# Excerpt:
## Begin
# Aggregate Transform

The **aggregate** transform groups and summarizes an input data stream to produce a derived output stream. Aggregate transforms can be used to compute counts, sums, averages and other descriptive statistics over groups of data objects.

## Transform Parameters

Property | Type | Description |
---|---|---|

groupby | Field[ ] | The data fields to group by. If not specified, a single group containing all data objects will be used. |

fields | Field[ ] | The data fields for which to compute aggregate functions. This array should align with the ops and as arrays. If no fields and ops are specified, a `count` aggregation will be used by default. |

ops | String[ ] | The aggregation operations to apply to the fields, such as `sum` , `average` or `count` . See the aggregate operation reference for more. |

as | String[ ] | The output field names to use for each aggregated field in fields. If not specified, names will be automatically generated based on the operation and field names (e.g., `sum_field` , `average_field` ). |

cross | Boolean | Indicates if the full cross-product of all groupby values should be included in the aggregate output (default `false` ). If set to `true` , all possible combinations of groupby field values will be considered and zero count groups will be generated and returned for combinations that do not occur in the data itself. Cross-product output act as if the drop parameter is `false` . In the case of streaming updates, the number of output groups will increase if new groupby field values are observed; all prior groups will be retained. This parameter can be useful for generating facets that include groups for all possible partitions of the data. |

drop | Boolean | Indicates if empty (zero count) groups should be dropped (default `true` ). When a data stream updates (for example, in response to interactive filtering), aggregation groups may become empty. By default, the group is removed from the output. However, in some cases (such as histograms), one may wish to retain empty groups. |

## Aggregate Operation Reference

All valid aggregate operations.
## End
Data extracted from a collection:
## Begin
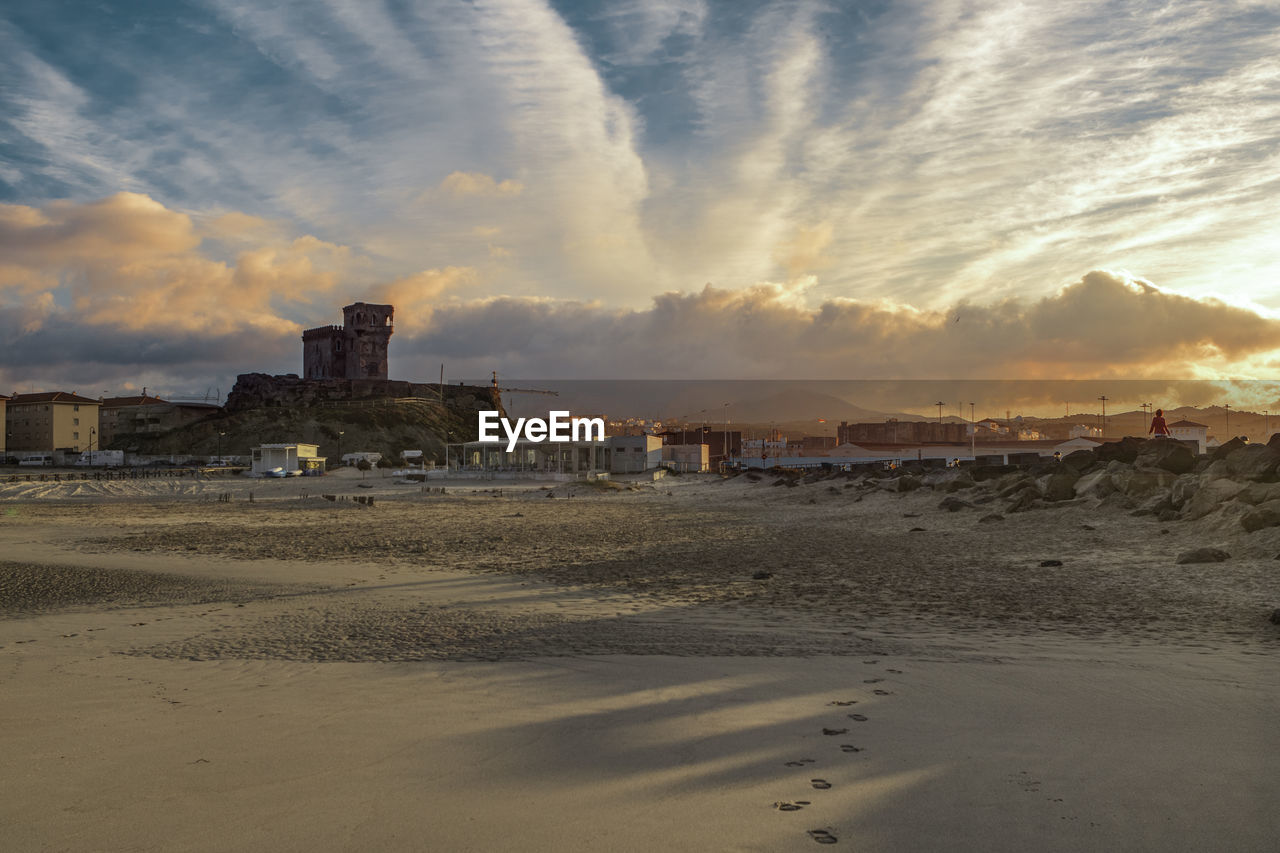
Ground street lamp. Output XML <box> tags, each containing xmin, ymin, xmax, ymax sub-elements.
<box><xmin>969</xmin><ymin>402</ymin><xmax>978</xmax><ymax>464</ymax></box>
<box><xmin>722</xmin><ymin>403</ymin><xmax>730</xmax><ymax>469</ymax></box>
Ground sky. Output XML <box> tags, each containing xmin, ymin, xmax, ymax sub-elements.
<box><xmin>0</xmin><ymin>0</ymin><xmax>1280</xmax><ymax>396</ymax></box>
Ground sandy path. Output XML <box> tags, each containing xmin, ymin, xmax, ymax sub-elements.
## End
# Written task:
Answer these questions about the aggregate transform documentation:
1. What is the default value of the drop parameter?
2. Which aggregation is used if neither fields nor ops are specified?
3. What grouping is used when groupby is not specified?

# Answer in full:
1. `true`
2. A `count` aggregation
3. A single group containing all data objects